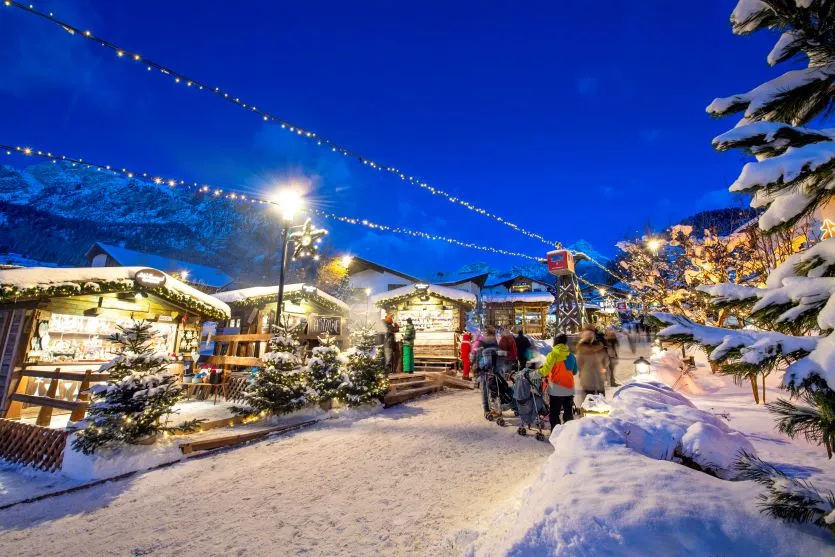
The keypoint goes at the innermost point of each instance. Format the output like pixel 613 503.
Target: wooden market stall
pixel 528 310
pixel 242 339
pixel 55 326
pixel 439 314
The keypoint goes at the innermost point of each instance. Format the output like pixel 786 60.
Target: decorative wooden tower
pixel 566 291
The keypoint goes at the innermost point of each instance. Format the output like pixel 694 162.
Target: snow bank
pixel 108 463
pixel 600 494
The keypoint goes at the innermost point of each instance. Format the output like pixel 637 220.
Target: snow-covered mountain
pixel 54 212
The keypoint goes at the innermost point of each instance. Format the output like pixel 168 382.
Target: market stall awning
pixel 258 295
pixel 515 297
pixel 33 283
pixel 406 292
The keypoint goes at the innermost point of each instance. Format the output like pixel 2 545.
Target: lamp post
pixel 306 239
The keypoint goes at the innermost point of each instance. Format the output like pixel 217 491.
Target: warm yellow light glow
pixel 289 201
pixel 654 244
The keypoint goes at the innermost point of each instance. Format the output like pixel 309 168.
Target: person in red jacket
pixel 466 349
pixel 508 344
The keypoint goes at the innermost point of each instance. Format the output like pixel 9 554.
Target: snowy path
pixel 397 483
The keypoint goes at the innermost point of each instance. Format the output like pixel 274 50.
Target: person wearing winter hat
pixel 559 370
pixel 390 344
pixel 592 362
pixel 409 347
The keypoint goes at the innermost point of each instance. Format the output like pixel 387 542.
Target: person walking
pixel 466 349
pixel 610 340
pixel 523 347
pixel 390 344
pixel 559 370
pixel 409 347
pixel 508 344
pixel 592 363
pixel 486 342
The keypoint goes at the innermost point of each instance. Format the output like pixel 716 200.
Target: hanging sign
pixel 149 278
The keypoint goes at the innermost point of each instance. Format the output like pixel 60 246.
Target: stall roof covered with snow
pixel 35 283
pixel 106 255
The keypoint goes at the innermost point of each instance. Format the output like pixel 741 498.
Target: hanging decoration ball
pixel 307 240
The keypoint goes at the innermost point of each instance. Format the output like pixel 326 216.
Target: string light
pixel 247 198
pixel 291 128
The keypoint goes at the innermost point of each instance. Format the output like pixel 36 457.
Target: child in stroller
pixel 529 400
pixel 496 394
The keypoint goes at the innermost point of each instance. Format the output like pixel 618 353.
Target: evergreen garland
pixel 140 391
pixel 365 379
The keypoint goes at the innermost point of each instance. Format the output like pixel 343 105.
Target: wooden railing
pixel 31 445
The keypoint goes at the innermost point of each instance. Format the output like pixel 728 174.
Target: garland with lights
pixel 11 293
pixel 222 193
pixel 269 117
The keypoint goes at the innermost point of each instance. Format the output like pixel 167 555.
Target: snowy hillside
pixel 54 213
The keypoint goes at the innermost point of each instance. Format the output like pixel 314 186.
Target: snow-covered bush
pixel 282 386
pixel 325 370
pixel 138 394
pixel 790 178
pixel 364 380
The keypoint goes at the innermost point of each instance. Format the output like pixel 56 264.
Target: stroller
pixel 496 394
pixel 533 409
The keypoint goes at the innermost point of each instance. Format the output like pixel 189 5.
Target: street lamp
pixel 306 239
pixel 654 244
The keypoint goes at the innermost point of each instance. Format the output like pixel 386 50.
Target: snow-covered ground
pixel 598 496
pixel 400 482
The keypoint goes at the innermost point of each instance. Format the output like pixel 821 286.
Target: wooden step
pixel 405 377
pixel 399 397
pixel 405 385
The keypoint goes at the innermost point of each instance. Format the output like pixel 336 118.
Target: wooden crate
pixel 31 445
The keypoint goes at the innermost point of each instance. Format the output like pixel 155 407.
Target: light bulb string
pixel 225 193
pixel 267 116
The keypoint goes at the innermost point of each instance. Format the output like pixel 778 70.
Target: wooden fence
pixel 32 445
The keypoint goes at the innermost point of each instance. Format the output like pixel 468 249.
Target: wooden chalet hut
pixel 439 314
pixel 242 339
pixel 55 325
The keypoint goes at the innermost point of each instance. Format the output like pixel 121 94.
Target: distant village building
pixel 207 279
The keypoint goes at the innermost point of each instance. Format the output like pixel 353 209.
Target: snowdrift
pixel 612 488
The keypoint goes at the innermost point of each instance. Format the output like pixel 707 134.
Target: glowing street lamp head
pixel 289 202
pixel 654 244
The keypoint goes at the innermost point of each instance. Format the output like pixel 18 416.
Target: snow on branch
pixel 763 98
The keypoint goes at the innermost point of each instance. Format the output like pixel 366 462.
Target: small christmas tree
pixel 365 379
pixel 139 392
pixel 282 385
pixel 324 369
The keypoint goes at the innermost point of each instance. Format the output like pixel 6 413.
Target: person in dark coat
pixel 523 346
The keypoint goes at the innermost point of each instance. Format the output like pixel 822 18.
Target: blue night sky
pixel 575 119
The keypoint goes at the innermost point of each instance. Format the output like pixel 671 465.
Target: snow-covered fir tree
pixel 365 379
pixel 325 369
pixel 791 177
pixel 139 392
pixel 282 386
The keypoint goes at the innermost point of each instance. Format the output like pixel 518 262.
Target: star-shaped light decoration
pixel 307 240
pixel 828 229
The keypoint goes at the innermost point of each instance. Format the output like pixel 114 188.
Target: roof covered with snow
pixel 437 290
pixel 257 294
pixel 39 282
pixel 511 297
pixel 196 273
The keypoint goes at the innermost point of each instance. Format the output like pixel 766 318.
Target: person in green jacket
pixel 409 347
pixel 559 370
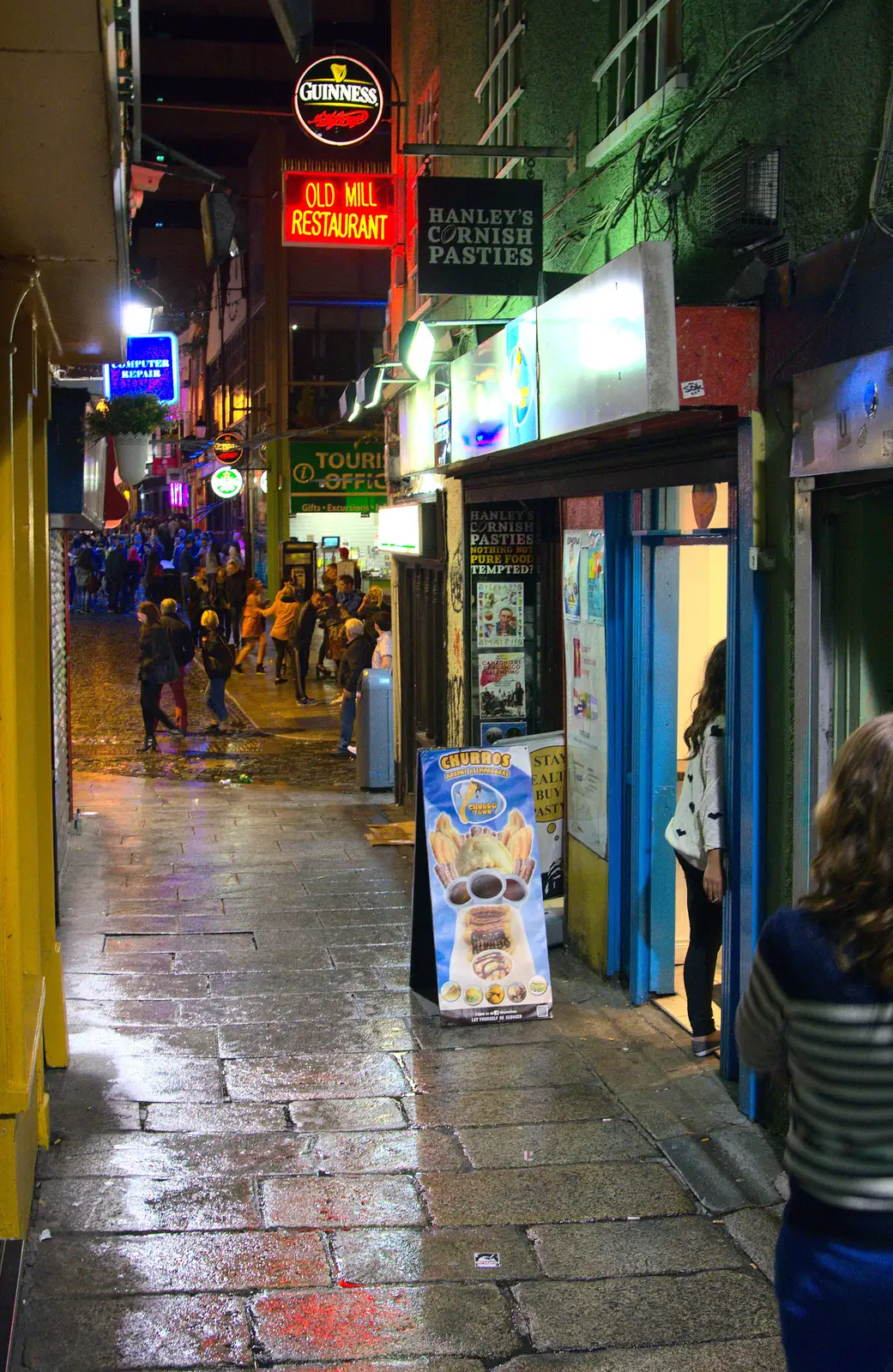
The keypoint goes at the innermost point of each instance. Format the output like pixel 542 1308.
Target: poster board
pixel 479 930
pixel 583 604
pixel 547 758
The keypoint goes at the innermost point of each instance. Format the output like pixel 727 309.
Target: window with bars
pixel 641 68
pixel 427 130
pixel 499 88
pixel 739 196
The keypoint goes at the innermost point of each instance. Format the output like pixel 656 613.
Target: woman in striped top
pixel 819 1008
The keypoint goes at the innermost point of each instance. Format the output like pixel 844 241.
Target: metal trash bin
pixel 375 731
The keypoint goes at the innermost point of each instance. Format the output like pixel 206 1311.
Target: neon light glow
pixel 339 209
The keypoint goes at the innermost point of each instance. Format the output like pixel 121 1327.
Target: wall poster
pixel 547 768
pixel 583 587
pixel 501 681
pixel 479 930
pixel 499 614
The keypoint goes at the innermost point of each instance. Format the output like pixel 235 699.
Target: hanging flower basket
pixel 132 456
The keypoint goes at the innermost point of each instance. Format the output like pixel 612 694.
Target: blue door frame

= = =

Задание
Выведите данные, начиная со строки, содержащей «pixel 386 50.», и заканчивая строкой, содержащей «pixel 267 116», в виде CSV с двумя столбцами «текст» и «ответ», отводя по одной строке на каждую формулировку вместе с относящимся к ней ответом. Каждое значение заключите в кавычки, а переносы строк внутри него замените пробелами.

Результат выполнения
текст,ответ
"The keypoint goes at the innermost point of each instance. Format the output like pixel 386 50. Target: snow-covered ground","pixel 598 496 pixel 400 482"
"The keypoint goes at the innermost point of each instance. Format the output like pixel 821 286. Target: wooden step","pixel 405 377 pixel 399 397 pixel 405 385"
"The keypoint goes at the innermost point of each instance. Format the output like pixel 336 118. Target: wooden crate","pixel 31 445"
"The keypoint goes at the innermost point of each instance. Format the output like pixel 155 407. Target: light bulb string","pixel 225 193 pixel 267 116"